## What you need to do:
Repeat each record exactly as written, and drop any images.
─── Supplied records ───
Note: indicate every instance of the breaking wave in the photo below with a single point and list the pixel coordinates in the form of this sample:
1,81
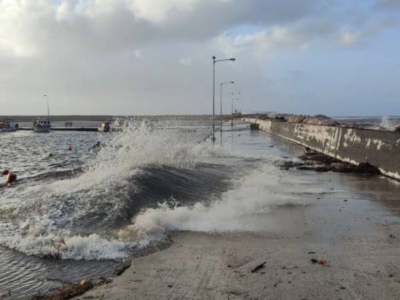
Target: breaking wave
80,217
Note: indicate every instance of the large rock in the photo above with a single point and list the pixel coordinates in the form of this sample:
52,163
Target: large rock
395,128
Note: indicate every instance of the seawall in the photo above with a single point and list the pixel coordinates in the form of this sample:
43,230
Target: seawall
381,149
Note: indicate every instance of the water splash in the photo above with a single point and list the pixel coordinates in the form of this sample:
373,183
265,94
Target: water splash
385,123
82,210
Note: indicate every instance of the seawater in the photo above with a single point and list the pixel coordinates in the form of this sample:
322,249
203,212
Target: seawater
76,214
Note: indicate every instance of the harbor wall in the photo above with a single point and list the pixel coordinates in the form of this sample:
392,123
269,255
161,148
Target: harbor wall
380,149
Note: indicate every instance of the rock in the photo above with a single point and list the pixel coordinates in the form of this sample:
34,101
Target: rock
121,269
395,128
296,119
66,293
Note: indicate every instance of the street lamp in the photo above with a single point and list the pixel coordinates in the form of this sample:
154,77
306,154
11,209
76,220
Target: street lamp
233,94
214,62
48,110
220,108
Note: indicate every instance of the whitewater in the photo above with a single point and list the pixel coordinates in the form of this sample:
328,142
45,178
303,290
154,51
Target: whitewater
103,206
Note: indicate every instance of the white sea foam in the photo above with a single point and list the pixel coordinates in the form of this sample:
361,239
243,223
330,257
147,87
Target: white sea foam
42,214
255,194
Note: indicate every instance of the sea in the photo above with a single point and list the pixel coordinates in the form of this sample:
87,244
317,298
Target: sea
79,211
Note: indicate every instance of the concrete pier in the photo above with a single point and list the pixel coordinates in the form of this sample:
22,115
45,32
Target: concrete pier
64,129
380,149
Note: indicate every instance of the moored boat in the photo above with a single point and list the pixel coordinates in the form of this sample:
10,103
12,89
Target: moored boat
42,125
8,125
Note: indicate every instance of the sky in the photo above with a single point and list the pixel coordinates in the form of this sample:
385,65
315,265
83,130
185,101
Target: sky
154,57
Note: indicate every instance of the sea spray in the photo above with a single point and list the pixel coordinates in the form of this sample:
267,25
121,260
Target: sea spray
254,194
82,210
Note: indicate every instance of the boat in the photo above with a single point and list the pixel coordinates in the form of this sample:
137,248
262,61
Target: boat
8,125
104,127
42,125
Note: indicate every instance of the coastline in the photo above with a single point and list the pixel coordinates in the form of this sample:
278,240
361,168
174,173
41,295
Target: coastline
354,237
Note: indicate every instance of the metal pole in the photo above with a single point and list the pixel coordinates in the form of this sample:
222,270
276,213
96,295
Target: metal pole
232,113
220,107
213,138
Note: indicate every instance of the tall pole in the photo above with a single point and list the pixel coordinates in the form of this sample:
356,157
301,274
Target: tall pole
48,110
213,138
232,113
220,106
220,109
232,106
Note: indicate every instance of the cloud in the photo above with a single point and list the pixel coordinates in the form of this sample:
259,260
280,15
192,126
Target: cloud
348,39
187,62
116,56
───
## Answer for the task:
Note: indicate every instance of the breaking wave in the photo below with a single point and list the pixel coordinates in the form of this sample:
1,81
Target: breaking wave
80,217
Note: indicate every instance of the large rock in the photo above with a single point and list the pixel coordinates in the form of this sample:
52,163
Target: large rock
395,128
Note: indicate every instance of the seawall in the photo above with a single point and list the pixel coordinates in the form of this sample:
43,230
Target: seawall
381,149
Note: indicate every instance of the water splash in the photo above with a single point and list the pixel coordinates in the form of this sample:
373,183
265,94
Target: water splash
385,123
82,210
Note: indicate every instance of the seawater in the photo above with a single point and list the pixel coordinates in the form of this sample:
322,249
203,212
Target: seawater
76,214
Note: indicate every instance of the harbor wall in the photo above with a single point and list the pixel coordinates in the form of this sample:
392,123
269,255
161,148
Target: harbor wall
380,149
Note: indicate every instance of the rock in the photo above with a single point and list the pixel coordinates in the form of this sample:
34,101
Target: rock
121,269
395,128
296,119
66,293
Note: indicate every instance of the street lamp in the photo above with a single point and list the pixel coordinates in the form of this sample:
154,77
306,154
11,209
76,220
Target: street lamp
233,94
214,62
48,110
220,108
Note: indicate every instance of the whitewater in the photo above with a single point and list the pixel coordinates in the form of this sample:
328,142
45,178
303,290
154,51
Target: whitewater
103,206
Note: indicate every instance of the white sea foam in the photo above with a single point and list the pixel coordinates in the form of this sample:
361,239
243,223
330,257
147,87
Target: white sea foam
42,214
255,194
Note: indicate every instance of the sea in the photo above with a single point and list the pixel coordinates in the form of this sample:
87,244
317,298
Target: sea
79,211
Note: indicate every instance of the concrete pier in the photo above with a single point and list the pixel coordinates in the form of this sample:
22,115
45,32
Target: concrete pier
64,129
380,149
Note: indicate every instance of the moored boat in the photo above with a single point and list the pixel coordinates in the form of this sample:
10,103
12,89
Target: moored boat
42,125
8,125
Note: indicate every instance of the sky in the photo above with a single point and list the pixel coordinates in the form of this sample:
385,65
315,265
83,130
185,101
Target: sky
154,57
Note: indicate every instance of the sea spray in the photo above with a single point and list the pixel coordinates in the form of this sample:
267,25
121,260
Target: sea spray
254,194
82,210
Note: indicate every instance of the boat in the photo above with a single point and list the pixel coordinates in the form of this sample:
137,248
262,61
Target: boat
8,125
104,127
42,125
Note: indicate every instance of the coastline in the photo above with a single point and list the pixel coordinates in the form of this sample:
278,240
361,168
174,173
41,295
Target: coastline
354,237
Note: indicate every instance of the metal pole in the photo above with a single point and list the pixel coordinates in the form of this sample:
222,270
276,213
96,295
Target: metal pole
232,113
220,107
213,138
Note: indicate every instance of the tall pole in the photo above with a single point and list the pixel coordinates in the form of this sample:
356,157
301,274
Target: tall pole
48,110
213,138
232,113
220,106
220,109
232,106
Note: indicate every instance of the cloud in the photo above with a single point and list the pixel coordinates in the form of this sample:
259,260
280,15
192,126
Target: cloud
348,39
187,62
116,56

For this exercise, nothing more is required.